**Exercise prompt**
Reproduce verbatim the portion of the listing that opens with the line containing "Target phrase = wooden spatula" and runs through the end of the listing, omitting the pictures.

# START OF Supplied records

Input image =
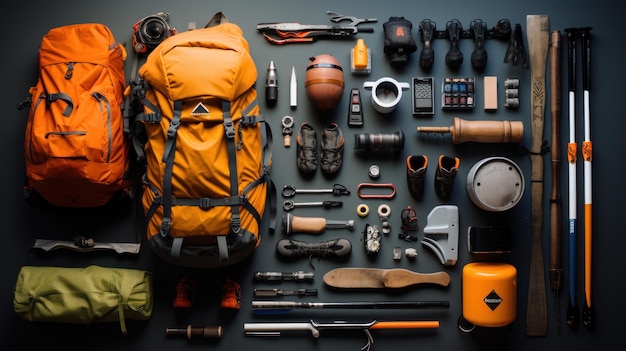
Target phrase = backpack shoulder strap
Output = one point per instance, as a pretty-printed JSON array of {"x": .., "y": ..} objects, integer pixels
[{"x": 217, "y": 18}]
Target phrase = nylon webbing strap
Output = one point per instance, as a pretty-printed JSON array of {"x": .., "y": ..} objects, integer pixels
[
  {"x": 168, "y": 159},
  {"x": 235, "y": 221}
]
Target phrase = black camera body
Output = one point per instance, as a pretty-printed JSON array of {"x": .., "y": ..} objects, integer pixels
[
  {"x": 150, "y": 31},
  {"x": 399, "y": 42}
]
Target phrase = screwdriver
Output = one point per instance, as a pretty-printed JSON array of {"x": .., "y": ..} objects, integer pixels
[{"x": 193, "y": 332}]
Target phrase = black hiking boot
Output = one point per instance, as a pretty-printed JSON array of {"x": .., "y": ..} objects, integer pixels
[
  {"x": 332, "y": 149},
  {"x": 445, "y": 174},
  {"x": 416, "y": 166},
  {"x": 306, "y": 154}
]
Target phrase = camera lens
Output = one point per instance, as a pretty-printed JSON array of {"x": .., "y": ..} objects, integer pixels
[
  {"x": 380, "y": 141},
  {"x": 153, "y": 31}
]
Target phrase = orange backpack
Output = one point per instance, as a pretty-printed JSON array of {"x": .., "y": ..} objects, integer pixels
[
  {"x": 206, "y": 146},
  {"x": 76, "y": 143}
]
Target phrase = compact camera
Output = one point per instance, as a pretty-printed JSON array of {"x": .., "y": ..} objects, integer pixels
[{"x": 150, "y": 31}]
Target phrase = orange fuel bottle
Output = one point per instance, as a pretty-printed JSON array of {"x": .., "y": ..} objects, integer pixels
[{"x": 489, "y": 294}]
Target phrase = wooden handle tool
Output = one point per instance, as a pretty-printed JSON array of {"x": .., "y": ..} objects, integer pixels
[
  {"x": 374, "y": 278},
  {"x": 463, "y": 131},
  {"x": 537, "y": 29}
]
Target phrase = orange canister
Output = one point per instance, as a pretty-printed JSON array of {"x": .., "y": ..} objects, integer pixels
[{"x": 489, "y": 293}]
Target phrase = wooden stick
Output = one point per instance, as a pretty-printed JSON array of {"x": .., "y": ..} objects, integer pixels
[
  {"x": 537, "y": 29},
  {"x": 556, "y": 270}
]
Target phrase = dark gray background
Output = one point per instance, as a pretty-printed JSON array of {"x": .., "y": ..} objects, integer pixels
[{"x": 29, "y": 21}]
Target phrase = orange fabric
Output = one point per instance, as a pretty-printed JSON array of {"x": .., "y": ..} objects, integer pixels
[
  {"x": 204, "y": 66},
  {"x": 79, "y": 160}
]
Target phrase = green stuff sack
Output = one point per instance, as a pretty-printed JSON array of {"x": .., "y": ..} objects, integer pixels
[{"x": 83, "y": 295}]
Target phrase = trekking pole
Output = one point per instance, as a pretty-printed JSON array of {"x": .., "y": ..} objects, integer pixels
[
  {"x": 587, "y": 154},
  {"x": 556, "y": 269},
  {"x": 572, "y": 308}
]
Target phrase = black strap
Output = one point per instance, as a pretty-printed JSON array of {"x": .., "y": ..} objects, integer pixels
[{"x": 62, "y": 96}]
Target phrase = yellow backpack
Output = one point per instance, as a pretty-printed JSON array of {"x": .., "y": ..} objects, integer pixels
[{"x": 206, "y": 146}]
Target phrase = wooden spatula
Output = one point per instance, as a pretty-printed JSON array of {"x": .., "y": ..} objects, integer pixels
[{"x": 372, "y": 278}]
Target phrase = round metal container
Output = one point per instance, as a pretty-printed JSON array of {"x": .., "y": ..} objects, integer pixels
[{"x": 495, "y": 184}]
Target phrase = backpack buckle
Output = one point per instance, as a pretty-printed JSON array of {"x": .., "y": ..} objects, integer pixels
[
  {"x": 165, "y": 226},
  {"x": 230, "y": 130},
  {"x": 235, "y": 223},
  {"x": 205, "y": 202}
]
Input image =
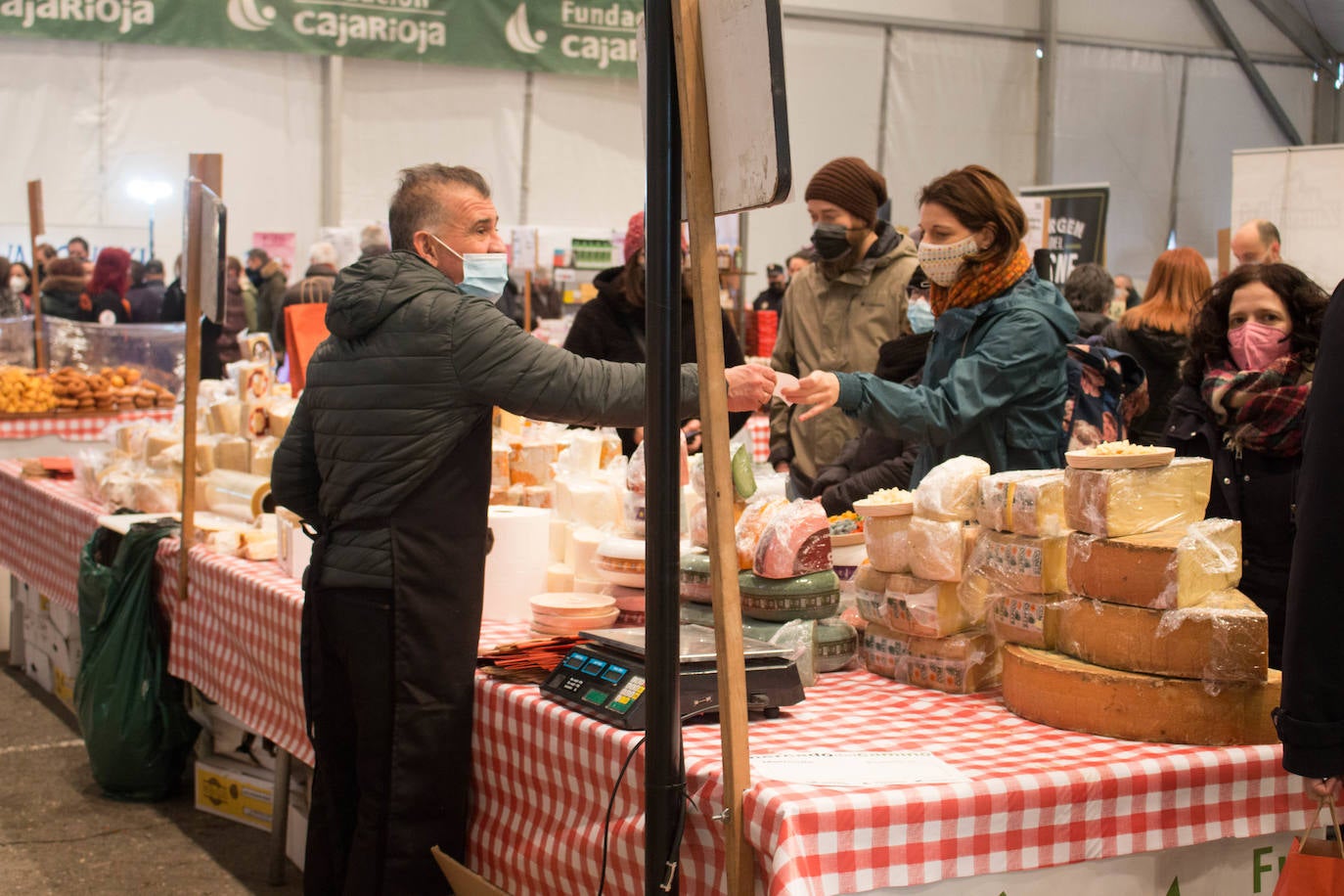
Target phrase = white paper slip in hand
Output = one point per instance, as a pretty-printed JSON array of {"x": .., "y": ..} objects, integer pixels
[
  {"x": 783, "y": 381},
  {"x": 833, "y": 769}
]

# END OF Supplied records

**Task output**
Target phrase = wooden spatula
Output = one point per instance, as a pretty-printed JSON array of {"x": .., "y": ..} objects, integer pixels
[{"x": 372, "y": 278}]
Target phrase = round metal container
Output = one point per instance, as a pretty-printed JSON array of {"x": .., "y": ..} objects, integer pixels
[{"x": 495, "y": 184}]
Target phrase = backpack buckle
Output = one point per instance, as a pretty-printed JSON array of {"x": .., "y": ..} objects, integer pixels
[
  {"x": 165, "y": 226},
  {"x": 230, "y": 130},
  {"x": 235, "y": 223},
  {"x": 205, "y": 202}
]
Input image =
Target phrase = white paper slip in hand
Output = one point per instance, as a pretty-printed JSON array of {"x": .., "y": ..} objects, integer pixels
[
  {"x": 783, "y": 381},
  {"x": 833, "y": 769}
]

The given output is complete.